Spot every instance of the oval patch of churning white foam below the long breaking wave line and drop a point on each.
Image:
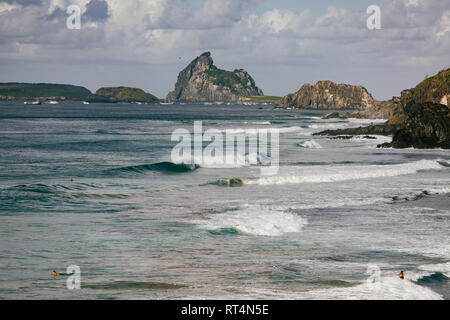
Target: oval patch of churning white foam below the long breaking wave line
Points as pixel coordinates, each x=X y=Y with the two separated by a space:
x=256 y=220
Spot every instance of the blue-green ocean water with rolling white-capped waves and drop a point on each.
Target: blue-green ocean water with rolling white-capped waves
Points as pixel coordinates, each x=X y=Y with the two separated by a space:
x=94 y=186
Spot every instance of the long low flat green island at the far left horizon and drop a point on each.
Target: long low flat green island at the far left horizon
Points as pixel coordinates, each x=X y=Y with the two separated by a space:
x=25 y=91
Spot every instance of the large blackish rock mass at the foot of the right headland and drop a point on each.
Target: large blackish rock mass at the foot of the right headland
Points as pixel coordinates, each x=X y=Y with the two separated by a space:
x=425 y=125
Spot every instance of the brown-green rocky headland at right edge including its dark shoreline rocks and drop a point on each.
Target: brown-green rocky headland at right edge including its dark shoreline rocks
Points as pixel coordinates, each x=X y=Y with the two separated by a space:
x=420 y=116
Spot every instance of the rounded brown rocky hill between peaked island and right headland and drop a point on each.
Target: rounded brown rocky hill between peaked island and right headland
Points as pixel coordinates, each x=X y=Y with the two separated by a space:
x=327 y=95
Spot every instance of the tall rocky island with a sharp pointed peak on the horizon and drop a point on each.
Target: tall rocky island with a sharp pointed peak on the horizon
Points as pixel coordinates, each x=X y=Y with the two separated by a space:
x=201 y=81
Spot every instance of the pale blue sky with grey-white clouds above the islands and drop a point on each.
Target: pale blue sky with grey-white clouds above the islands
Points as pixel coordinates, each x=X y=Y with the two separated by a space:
x=283 y=44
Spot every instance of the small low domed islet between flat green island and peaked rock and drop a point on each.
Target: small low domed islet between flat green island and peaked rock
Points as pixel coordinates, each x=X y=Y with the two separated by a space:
x=121 y=94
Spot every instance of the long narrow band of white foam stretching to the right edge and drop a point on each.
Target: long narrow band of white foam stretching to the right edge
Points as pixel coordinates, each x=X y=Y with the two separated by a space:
x=311 y=174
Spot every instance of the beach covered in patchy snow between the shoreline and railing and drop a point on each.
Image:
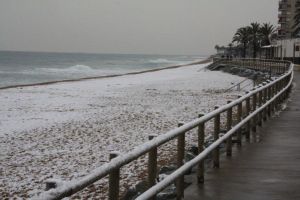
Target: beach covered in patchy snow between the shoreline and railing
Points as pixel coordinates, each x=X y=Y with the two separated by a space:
x=66 y=130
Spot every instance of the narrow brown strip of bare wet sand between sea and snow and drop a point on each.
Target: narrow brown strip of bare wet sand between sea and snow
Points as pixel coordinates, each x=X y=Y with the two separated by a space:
x=206 y=60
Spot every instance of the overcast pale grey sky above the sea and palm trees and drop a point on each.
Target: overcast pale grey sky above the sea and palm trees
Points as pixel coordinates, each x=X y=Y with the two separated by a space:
x=127 y=26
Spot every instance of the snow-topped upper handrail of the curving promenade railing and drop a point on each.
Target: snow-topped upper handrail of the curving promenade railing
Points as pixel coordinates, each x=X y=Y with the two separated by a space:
x=69 y=188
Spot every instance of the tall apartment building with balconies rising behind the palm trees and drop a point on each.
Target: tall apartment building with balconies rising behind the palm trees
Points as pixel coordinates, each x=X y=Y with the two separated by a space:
x=287 y=12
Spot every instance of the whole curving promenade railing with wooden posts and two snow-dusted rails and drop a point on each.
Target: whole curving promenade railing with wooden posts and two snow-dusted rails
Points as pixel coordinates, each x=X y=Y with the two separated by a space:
x=260 y=103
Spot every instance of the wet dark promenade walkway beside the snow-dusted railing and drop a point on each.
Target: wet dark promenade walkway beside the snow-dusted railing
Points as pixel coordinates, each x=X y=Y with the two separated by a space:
x=269 y=169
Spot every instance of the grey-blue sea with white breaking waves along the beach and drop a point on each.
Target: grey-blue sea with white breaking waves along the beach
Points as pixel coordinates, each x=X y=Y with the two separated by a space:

Exercise objective >> The lines above starting at the one that contains "Target: tall rocky" and ending at the one that contains "Spot every instance of the long narrow" must be transcribed exactly, and no other lines may appear.

Problem solution >>
Target: tall rocky island with a sharp pointed peak on the horizon
Points as pixel coordinates, each x=X y=Y with the two separated by a space:
x=201 y=81
Spot every instance of the pale blue sky with grey-white clouds above the islands and drop a point on each.
Target: pale blue sky with grey-white clouds above the islands
Points as pixel coordinates, each x=X y=Y with the two separated by a space:
x=283 y=44
Spot every instance of the small low domed islet between flat green island and peaked rock and drop a point on each.
Target: small low domed islet between flat green island and peaked rock
Points as pixel coordinates, each x=X y=Y with the two separated by a space:
x=121 y=94
Spot every instance of the long narrow band of white foam stretching to the right edge and drop a point on each.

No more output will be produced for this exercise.